[Stored dataset items]

- - - - - - -

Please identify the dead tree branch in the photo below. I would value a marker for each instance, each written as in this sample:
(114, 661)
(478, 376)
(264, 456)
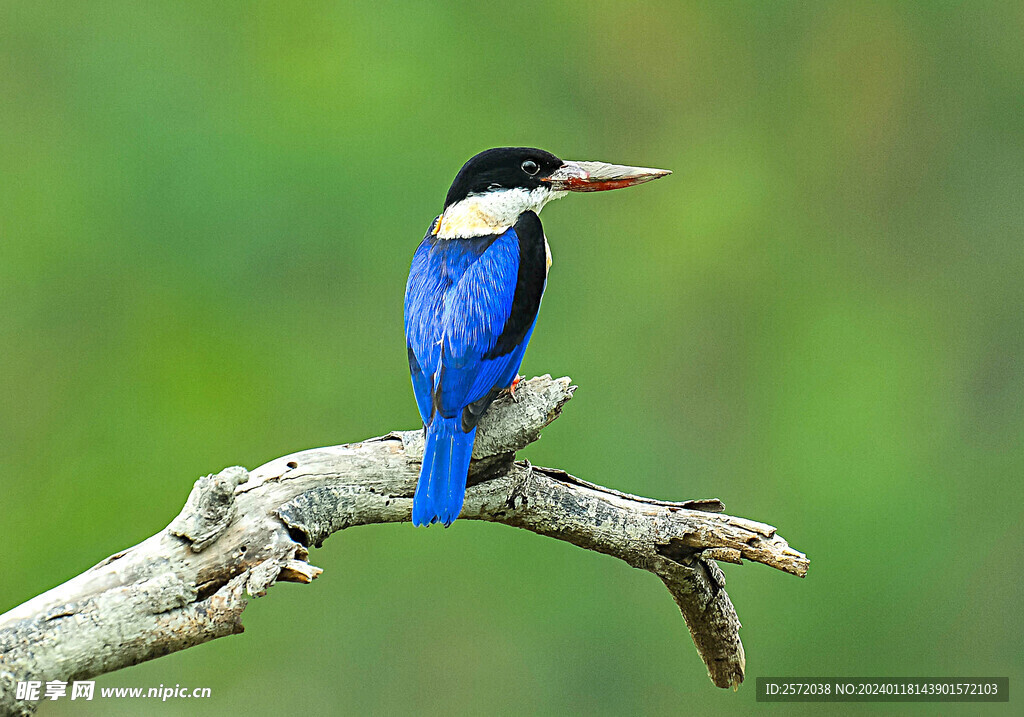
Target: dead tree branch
(241, 532)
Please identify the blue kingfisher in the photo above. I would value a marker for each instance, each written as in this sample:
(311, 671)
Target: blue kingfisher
(472, 298)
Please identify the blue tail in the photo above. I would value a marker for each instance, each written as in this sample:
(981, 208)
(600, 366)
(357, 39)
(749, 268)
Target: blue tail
(442, 478)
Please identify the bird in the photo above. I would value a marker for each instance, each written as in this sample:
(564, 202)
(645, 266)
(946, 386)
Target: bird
(472, 298)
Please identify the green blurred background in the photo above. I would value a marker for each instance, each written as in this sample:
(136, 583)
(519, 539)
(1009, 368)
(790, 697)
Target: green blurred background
(207, 213)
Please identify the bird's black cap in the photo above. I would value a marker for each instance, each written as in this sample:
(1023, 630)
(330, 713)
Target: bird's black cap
(504, 167)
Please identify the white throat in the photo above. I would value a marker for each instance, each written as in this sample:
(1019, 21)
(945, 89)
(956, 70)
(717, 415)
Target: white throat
(491, 212)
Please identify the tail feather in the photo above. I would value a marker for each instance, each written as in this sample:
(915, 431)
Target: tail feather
(441, 488)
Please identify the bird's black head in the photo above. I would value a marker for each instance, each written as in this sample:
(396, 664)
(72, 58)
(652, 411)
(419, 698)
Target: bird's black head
(503, 168)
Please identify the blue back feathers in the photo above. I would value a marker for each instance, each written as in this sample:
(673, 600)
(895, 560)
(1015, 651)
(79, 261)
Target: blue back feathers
(470, 308)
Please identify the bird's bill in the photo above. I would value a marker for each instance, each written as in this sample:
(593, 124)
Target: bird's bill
(599, 176)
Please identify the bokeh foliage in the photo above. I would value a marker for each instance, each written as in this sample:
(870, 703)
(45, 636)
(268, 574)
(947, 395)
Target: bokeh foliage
(207, 212)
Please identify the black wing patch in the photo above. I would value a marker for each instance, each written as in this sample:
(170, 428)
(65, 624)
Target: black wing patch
(528, 288)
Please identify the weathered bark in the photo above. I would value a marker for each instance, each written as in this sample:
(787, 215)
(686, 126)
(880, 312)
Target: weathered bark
(241, 532)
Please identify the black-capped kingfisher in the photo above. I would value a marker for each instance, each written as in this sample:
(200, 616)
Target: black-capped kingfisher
(472, 298)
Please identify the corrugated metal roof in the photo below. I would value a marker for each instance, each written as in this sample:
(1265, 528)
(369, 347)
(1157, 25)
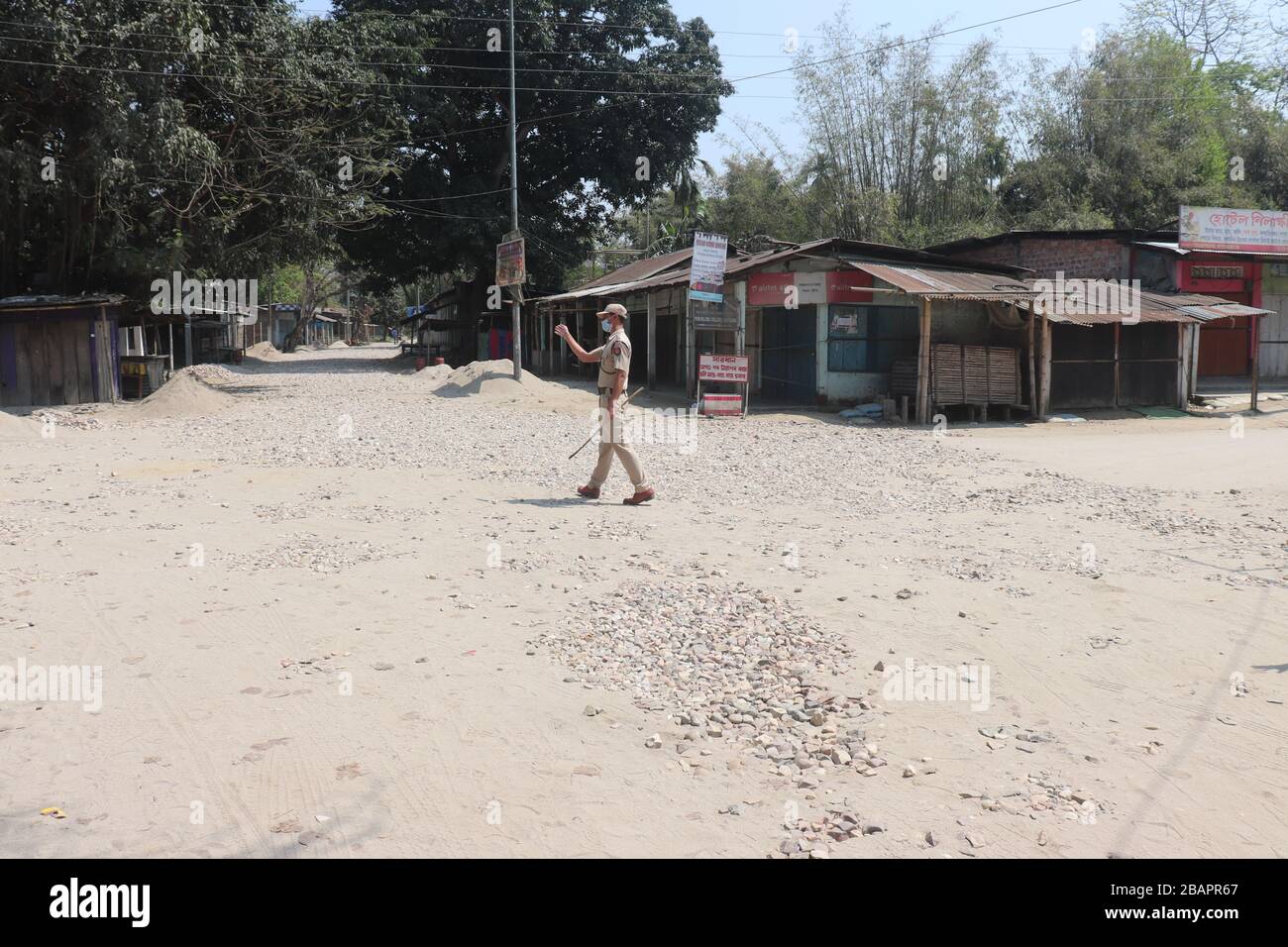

- - - - - - -

Stated goal » How many lines of the rows above contain the string "green"? Matching is case-sensitive, and only the number should be given.

Expected answer » 2